>>>
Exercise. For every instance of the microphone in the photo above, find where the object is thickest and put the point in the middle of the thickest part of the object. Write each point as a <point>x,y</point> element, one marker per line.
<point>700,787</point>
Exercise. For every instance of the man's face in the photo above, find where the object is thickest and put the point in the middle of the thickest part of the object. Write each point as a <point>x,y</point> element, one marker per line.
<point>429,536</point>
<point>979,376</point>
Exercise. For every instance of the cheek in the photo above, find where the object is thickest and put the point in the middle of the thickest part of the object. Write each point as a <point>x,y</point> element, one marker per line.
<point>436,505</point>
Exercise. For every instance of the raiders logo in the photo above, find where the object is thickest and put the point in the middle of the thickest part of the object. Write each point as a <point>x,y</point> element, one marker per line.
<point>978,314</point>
<<<
### What the task asks
Go through the listing and print each line exactly as it appears.

### Finished task
Exercise. For every instance of the microphone in the photo above, find where the object is thickest and put the point in the middle of the thickest part of the object. Write each point as a <point>x,y</point> element, one marker per line.
<point>700,787</point>
Exercise. For every instance of the man's face in the photo above, find where the object is thickest and put the point in the middle of the thickest part of the object. Write each point as a <point>x,y</point> element, one marker per line.
<point>429,536</point>
<point>979,376</point>
Exercise. For every instance of the cheek in the photo above, find where the object is thickest and put the point in the middle of the thickest part of the object. Write each point as a <point>x,y</point> element, one marker per line.
<point>436,505</point>
Exercise. For every instance of the raiders logo in the photo above, find where the object is thickest and put the point in the middle of the thickest part of the object. Write each point as a <point>x,y</point> element, one marker per line.
<point>978,314</point>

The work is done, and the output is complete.